Starting from the line that holds "Pointing guideline: for each instance of the statue's arm", print each remaining line of the entries exactly, ending with the last.

-- Opening Marker --

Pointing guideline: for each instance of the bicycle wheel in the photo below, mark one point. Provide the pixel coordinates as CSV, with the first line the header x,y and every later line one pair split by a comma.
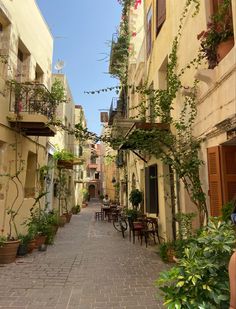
x,y
123,224
117,226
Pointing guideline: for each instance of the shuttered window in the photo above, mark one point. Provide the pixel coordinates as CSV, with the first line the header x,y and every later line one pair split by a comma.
x,y
222,176
149,31
228,159
214,176
160,14
151,189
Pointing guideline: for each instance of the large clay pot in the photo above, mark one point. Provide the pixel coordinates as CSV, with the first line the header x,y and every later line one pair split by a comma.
x,y
40,240
223,48
62,221
31,245
68,216
8,251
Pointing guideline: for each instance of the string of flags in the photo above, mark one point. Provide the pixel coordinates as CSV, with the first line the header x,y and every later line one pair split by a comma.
x,y
117,88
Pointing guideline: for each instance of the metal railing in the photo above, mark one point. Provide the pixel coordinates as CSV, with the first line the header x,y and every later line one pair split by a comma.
x,y
31,98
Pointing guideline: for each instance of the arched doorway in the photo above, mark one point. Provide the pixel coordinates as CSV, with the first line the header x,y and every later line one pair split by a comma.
x,y
92,191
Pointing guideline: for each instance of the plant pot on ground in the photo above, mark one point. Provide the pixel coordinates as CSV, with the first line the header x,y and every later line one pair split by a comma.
x,y
62,221
31,245
136,197
24,243
68,216
75,209
223,48
8,250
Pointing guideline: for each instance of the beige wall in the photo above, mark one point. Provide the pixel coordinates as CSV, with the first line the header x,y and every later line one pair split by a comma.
x,y
216,91
23,22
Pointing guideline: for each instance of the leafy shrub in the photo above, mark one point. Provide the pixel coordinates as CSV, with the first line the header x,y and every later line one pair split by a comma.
x,y
227,210
200,279
177,246
135,197
75,209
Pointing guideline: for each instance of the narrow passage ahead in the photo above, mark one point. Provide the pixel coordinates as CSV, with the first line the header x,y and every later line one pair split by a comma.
x,y
90,266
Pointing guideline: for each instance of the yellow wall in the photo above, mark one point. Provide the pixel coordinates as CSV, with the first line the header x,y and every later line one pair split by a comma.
x,y
216,98
24,21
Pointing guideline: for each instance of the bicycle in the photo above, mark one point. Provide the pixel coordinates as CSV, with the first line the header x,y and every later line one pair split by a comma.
x,y
120,223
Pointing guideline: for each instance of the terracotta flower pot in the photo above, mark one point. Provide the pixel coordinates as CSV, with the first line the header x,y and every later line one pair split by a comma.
x,y
68,216
40,240
62,221
8,251
223,48
31,245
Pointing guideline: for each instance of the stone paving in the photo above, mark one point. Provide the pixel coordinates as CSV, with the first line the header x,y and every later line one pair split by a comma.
x,y
90,266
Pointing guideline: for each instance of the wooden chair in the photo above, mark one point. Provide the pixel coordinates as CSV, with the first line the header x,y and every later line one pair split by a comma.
x,y
135,228
150,230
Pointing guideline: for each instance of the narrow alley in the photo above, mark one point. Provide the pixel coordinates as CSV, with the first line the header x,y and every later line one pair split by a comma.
x,y
90,266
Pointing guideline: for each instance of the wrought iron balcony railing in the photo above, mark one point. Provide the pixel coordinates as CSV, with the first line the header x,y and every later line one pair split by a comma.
x,y
31,98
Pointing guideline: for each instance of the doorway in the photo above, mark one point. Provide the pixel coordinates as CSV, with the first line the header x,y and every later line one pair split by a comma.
x,y
92,191
222,176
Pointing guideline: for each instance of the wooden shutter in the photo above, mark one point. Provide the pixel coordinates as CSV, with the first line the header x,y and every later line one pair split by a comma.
x,y
228,163
160,14
154,207
147,191
214,176
149,31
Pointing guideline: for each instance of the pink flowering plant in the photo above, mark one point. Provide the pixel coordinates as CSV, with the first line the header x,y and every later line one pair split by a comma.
x,y
219,29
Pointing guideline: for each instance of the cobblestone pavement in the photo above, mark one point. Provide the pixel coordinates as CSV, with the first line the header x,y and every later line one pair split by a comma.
x,y
90,266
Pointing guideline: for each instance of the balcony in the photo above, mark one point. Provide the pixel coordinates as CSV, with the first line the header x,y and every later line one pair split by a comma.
x,y
31,109
92,166
140,131
69,164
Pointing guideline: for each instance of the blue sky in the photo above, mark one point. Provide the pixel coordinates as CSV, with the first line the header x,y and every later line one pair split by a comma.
x,y
82,31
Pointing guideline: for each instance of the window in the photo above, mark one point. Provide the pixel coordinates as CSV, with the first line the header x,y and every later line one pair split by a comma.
x,y
20,55
160,14
93,159
30,175
149,31
38,74
151,189
151,105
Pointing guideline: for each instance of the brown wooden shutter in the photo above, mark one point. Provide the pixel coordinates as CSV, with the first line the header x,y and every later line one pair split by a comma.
x,y
147,190
215,5
160,14
214,176
228,163
149,31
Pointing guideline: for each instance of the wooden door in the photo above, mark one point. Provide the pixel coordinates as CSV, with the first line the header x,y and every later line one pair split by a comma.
x,y
214,177
228,169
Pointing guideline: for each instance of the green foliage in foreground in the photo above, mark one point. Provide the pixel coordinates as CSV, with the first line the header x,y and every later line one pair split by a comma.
x,y
200,278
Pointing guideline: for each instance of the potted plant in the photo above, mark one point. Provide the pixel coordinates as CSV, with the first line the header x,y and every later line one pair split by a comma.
x,y
24,242
75,209
135,197
218,39
8,249
85,195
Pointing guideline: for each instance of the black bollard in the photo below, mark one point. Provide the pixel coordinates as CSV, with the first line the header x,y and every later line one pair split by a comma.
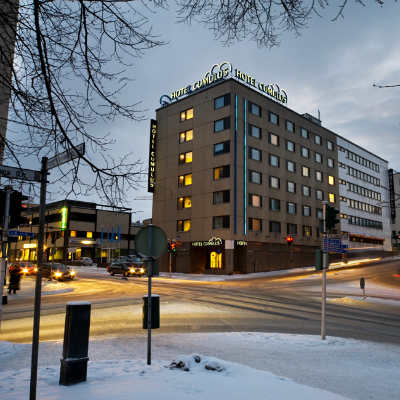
x,y
76,343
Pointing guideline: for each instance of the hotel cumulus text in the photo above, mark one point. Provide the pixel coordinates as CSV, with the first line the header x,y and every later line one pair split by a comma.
x,y
222,71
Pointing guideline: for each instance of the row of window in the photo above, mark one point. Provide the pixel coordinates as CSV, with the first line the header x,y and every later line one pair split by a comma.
x,y
360,160
359,205
364,222
254,224
363,176
364,191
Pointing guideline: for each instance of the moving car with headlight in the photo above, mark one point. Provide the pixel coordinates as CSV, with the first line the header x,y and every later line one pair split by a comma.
x,y
57,271
126,269
27,268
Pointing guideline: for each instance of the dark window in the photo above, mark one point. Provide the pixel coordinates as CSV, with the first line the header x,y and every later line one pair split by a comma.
x,y
187,114
222,172
184,202
290,126
273,139
273,118
223,196
255,109
221,222
304,133
222,124
255,224
255,177
274,227
274,182
221,148
274,204
222,101
254,154
290,146
255,131
255,200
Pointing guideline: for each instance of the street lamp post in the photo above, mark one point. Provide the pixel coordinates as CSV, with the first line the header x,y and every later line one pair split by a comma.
x,y
170,224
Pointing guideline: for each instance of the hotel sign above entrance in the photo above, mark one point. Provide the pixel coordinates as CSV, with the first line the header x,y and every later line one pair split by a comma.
x,y
222,71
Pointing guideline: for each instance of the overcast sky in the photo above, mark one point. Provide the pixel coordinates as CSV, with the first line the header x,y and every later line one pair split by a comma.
x,y
331,68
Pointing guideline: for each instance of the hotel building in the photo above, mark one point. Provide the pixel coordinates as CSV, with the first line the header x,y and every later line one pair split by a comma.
x,y
235,173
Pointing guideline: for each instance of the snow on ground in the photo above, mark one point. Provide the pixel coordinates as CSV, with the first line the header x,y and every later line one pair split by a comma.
x,y
252,365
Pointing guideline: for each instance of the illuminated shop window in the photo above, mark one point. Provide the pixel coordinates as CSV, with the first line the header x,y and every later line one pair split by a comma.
x,y
186,158
184,202
188,114
186,136
185,180
184,225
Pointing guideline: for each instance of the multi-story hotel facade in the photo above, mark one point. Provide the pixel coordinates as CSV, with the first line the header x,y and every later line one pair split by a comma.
x,y
235,173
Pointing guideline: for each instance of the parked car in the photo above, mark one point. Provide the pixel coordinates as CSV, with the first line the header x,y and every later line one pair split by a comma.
x,y
87,261
27,267
57,271
126,269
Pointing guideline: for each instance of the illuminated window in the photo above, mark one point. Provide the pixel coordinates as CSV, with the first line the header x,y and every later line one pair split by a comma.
x,y
222,172
255,200
184,202
273,139
222,196
255,109
186,136
273,118
221,148
222,124
184,225
304,133
255,224
305,171
222,101
221,222
188,114
185,158
290,126
185,180
307,231
255,131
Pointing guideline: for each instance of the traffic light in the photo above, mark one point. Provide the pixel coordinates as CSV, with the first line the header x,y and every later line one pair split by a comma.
x,y
330,219
16,208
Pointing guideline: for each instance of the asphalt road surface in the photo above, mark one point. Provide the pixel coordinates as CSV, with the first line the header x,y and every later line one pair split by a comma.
x,y
290,303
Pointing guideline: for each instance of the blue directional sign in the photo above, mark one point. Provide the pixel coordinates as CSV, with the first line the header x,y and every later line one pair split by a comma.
x,y
20,233
332,241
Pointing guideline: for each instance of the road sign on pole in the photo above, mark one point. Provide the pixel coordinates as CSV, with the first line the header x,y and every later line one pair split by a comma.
x,y
66,156
18,173
20,233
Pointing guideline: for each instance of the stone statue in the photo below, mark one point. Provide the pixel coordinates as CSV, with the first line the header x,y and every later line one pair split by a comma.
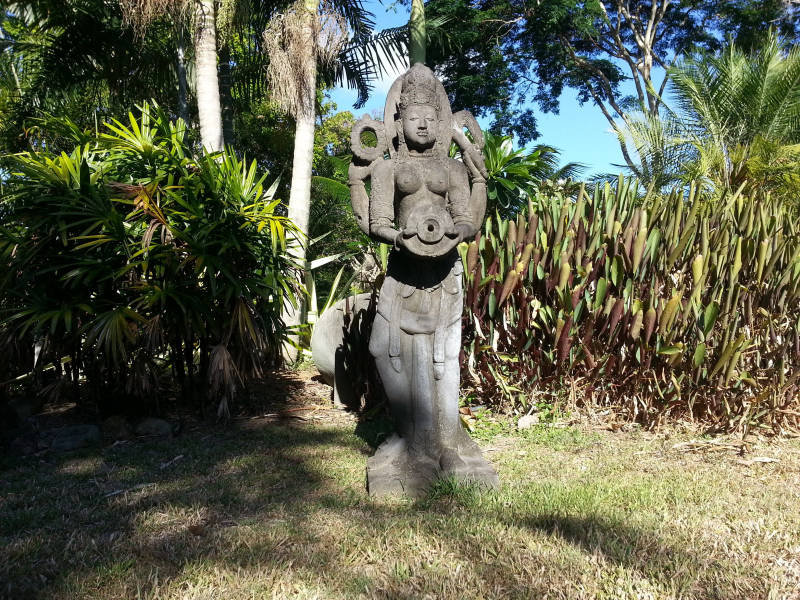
x,y
421,203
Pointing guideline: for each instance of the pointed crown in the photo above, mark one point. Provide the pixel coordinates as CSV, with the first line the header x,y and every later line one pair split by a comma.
x,y
419,87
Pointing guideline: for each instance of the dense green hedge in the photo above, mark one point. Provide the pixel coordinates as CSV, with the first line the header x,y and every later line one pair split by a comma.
x,y
678,305
131,263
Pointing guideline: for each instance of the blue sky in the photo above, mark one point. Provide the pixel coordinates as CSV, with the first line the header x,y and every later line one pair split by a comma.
x,y
581,133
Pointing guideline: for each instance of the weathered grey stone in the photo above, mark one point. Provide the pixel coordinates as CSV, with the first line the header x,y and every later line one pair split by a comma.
x,y
153,426
71,437
528,421
423,203
25,407
327,345
117,428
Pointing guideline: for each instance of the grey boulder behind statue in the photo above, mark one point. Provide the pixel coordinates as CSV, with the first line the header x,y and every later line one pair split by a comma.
x,y
328,346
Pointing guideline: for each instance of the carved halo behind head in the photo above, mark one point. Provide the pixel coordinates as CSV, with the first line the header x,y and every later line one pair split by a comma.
x,y
418,85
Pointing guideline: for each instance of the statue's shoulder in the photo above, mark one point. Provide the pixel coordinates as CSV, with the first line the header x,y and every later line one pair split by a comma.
x,y
456,166
383,168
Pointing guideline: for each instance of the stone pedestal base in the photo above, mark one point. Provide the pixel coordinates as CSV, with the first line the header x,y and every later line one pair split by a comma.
x,y
394,469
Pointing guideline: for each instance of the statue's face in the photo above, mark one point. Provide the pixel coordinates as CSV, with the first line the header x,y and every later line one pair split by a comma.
x,y
419,126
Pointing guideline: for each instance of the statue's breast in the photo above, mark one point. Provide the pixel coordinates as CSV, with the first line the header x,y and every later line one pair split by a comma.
x,y
411,174
436,177
407,178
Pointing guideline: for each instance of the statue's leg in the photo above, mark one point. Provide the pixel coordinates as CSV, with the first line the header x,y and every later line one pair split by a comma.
x,y
395,373
402,463
460,456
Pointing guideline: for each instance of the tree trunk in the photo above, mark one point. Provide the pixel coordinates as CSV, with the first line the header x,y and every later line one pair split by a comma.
x,y
183,88
300,194
417,33
205,51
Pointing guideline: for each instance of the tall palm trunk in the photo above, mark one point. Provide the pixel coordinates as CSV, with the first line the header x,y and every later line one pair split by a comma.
x,y
305,116
208,103
183,88
417,33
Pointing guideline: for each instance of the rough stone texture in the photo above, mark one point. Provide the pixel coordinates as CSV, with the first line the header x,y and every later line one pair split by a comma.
x,y
424,204
71,437
117,428
25,407
153,426
327,346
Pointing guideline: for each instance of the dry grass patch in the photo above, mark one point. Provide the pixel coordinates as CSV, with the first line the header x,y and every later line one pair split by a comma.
x,y
280,511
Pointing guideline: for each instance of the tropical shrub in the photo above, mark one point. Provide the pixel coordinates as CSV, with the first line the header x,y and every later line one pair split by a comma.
x,y
677,305
131,262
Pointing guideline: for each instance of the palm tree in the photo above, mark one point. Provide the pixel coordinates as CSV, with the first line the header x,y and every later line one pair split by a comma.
x,y
514,176
737,121
297,42
140,13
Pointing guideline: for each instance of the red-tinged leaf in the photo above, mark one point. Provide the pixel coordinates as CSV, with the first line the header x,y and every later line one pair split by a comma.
x,y
564,340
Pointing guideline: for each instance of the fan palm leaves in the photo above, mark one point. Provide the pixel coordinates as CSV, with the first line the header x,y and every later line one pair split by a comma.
x,y
514,176
736,120
131,253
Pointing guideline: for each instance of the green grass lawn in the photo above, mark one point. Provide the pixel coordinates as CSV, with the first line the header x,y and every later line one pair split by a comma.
x,y
279,510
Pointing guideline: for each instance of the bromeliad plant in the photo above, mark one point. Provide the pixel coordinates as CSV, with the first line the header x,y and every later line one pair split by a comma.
x,y
130,258
677,304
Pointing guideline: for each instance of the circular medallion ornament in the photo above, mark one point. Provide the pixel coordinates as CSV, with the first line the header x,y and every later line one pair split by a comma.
x,y
368,153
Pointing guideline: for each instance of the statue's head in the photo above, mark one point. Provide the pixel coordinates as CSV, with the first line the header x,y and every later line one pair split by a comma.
x,y
419,108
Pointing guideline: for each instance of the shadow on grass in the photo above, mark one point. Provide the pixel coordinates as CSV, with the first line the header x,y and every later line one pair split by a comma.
x,y
124,521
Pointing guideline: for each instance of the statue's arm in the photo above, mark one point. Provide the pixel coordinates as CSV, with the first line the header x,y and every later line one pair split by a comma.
x,y
381,204
458,196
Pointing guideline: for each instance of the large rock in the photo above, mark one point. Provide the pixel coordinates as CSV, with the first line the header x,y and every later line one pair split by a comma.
x,y
71,437
328,345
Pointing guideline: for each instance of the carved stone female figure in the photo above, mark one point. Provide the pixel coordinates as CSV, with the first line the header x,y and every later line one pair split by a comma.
x,y
422,204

-- Closing Marker --

= REPLY =
Pointing guideline: for each instance of the statue's arm in the photo above, mark one point. Provide the pixel coordinates as CSV, with the first line the header x,y and every later line one pair split by a comma.
x,y
381,204
458,196
Pointing guideline: for each instance of the large rock in the photo above, mark one point. Provide the pixel coordinates as CSV, with the first line the header x,y and every later line one pair split by a comma.
x,y
71,437
328,345
Pointing guideline: for each instance of the carved stone female figure in the photo above, mark one point. Provide the pixel coordinates as CSV, with the first line the header x,y and every later line one pair split by a comma.
x,y
422,204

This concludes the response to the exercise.